Perintah Tugas 1 -> Format baris-baris daftar di bawah, mulai dari baris yang memuat "Spot any visible wooden table." hingga akhir daftar, sebagai urutan bernomor tanpa baris kosong.
═══ Teks yang Ditampilkan
Zakat, Infaq, Sodakoh dan Wakaf
Pengertian
Zakat
Pengertian zakat menurut bahasa adalah suci dan tumbuh dengan subur. Secara
istilah berarti mengeluarkan sebagian harta benda sebagai sedekah wajib, sesuai
dengan perintah Allah dengan aturan yang sudah ditentukan oleh syari’ah. Zakat
adalah ibadah maaliyah ijtima’iyah yang memiliki posisi sangat penting,
strategis, dan menentukan, baik dilihat dari sisi ajaran Islam maupun dari sisi
pembangunan kesejahteraan umat. Oleh karena itu di dalam Al-Quran dan Hadits,
banyak perintah untuk berzakat. Di dalam Al-Quran sendiri terdapat dua puluh
tujuh ayat yang mensejajarkan kewajiban shalat dengan kewajiban zakat dalam
berbagai kata. Di dalam Al-Quran maupun Hadits terdapat banyak pujian bagi yang
melaksanakannya. Begitu pula sebaliknya terdapat juga ancaman bagi yang tidak
melaksanakannya. Dengan perkataan “hak yang telah ditentukan besarnya” (haqqun
muqaddarun), berarti zakat tidak mencakup hak-hak –berupa pemberian harta– yang
besarnya tidak ditentukan, misalnya hibah, hadiah, wasiat, dan wakaf. Dengan
perkataan “yang wajib (dikeluarkan)” (yajibu), berarti zakat tidak mencakup hak
yang sifatnya sunnah atau tathawwu’, seperti shadaqah tathawwu’ (sedekah
sunnah). Sedangkan ungkapan “pada harta-harta tertentu” (fi amwaalin
mu’ayyanah) berarti zakat tidak mencakup segala macam harta secara umum,
melainkan hanya harta-harta tertentu yang telah ditetapkan berdasarkan
nash-nash syara’ yang khusus, seperti emas, perak, onta, domba, dan sebagainya.
Pengertian Infaq
Al Jurjani dalam kitabnya At Ta’rifaat menjelaskan bahwa infaq adalah
penggunaan harta untuk memenuhi kebutuhan (sharful maal ilal haajah) (Al
Jurjani, tt : 39). Dengan demikian, infaq mempunyai cakupan yang lebih luas
dibanding zakat. Dalam kategorisasinya, infak dapat diumpamakan dengan “alat
transportasi” yang mencakup kereta api, mobil, bus, kapal, dan lain-lain–
sedang zakat dapat diumpamakan dengan “mobil”, sebagai salah satu alat
transportasi. Maka hibah, hadiah, wasiat, wakaf, nazar (untuk membelanjakan
harta), nafkah kepada keluarga, kaffarah (berupa harta) karena melanggar
sumpah, melakukan zhihar, membunuh dengan sengaja, dan jima’ di siang hari
bulan Ramadhan, adalah termasuk infaq. Bahkan zakat itu sendiri juga termasuk
salah satu kegiatan infak. Sebab semua itu merupakan upaya untuk memenuhi
kebutuhan, baik kebutuhan pihak pemberi maupun pihak penerima.
══════
═══ Data Daftar
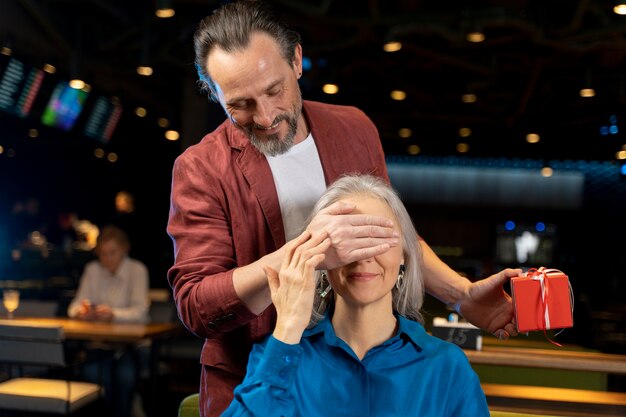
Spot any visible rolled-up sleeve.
[222,336,303,417]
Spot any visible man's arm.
[420,240,522,339]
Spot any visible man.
[167,1,520,417]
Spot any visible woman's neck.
[332,303,398,359]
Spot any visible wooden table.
[0,317,185,416]
[0,317,183,343]
[464,338,626,417]
[465,344,626,375]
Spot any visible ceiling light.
[541,167,554,178]
[383,42,402,52]
[389,90,406,101]
[613,3,626,16]
[465,30,485,43]
[154,0,176,19]
[406,145,421,155]
[137,65,153,77]
[69,78,87,90]
[42,64,57,74]
[165,130,180,140]
[526,133,541,143]
[461,93,476,103]
[579,88,596,98]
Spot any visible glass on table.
[2,290,20,319]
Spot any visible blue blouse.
══════
Perintah Tugas 2 -> Tuliskan kembali dengan tepat bagian teks tentang zakat dan infaq di atas, mulai dari "Pengertian Infaq" hingga "maupun pihak penerima.".

Jawaban Lengkap 1 ->
1. Spot any visible wooden table.
2. [0,317,185,416]
3. [0,317,183,343]
4. [464,338,626,417]
5. [465,344,626,375]
6. Spot any visible ceiling light.
7. [541,167,554,178]
8. [383,42,402,52]
9. [389,90,406,101]
10. [613,3,626,16]
11. [465,30,485,43]
12. [154,0,176,19]
13. [406,145,421,155]
14. [137,65,153,77]
15. [69,78,87,90]
16. [42,64,57,74]
17. [165,130,180,140]
18. [526,133,541,143]
19. [461,93,476,103]
20. [579,88,596,98]
21. Spot any visible glass on table.
22. [2,290,20,319]
23. Spot any visible blue blouse.

Jawaban Lengkap 2 ->
Pengertian Infaq
Al Jurjani dalam kitabnya At Ta’rifaat menjelaskan bahwa infaq adalah
penggunaan harta untuk memenuhi kebutuhan (sharful maal ilal haajah) (Al
Jurjani, tt : 39). Dengan demikian, infaq mempunyai cakupan yang lebih luas
dibanding zakat. Dalam kategorisasinya, infak dapat diumpamakan dengan “alat
transportasi” yang mencakup kereta api, mobil, bus, kapal, dan lain-lain–
sedang zakat dapat diumpamakan dengan “mobil”, sebagai salah satu alat
transportasi. Maka hibah, hadiah, wasiat, wakaf, nazar (untuk membelanjakan
harta), nafkah kepada keluarga, kaffarah (berupa harta) karena melanggar
sumpah, melakukan zhihar, membunuh dengan sengaja, dan jima’ di siang hari
bulan Ramadhan, adalah termasuk infaq. Bahkan zakat itu sendiri juga termasuk
salah satu kegiatan infak. Sebab semua itu merupakan upaya untuk memenuhi
kebutuhan, baik kebutuhan pihak pemberi maupun pihak penerima.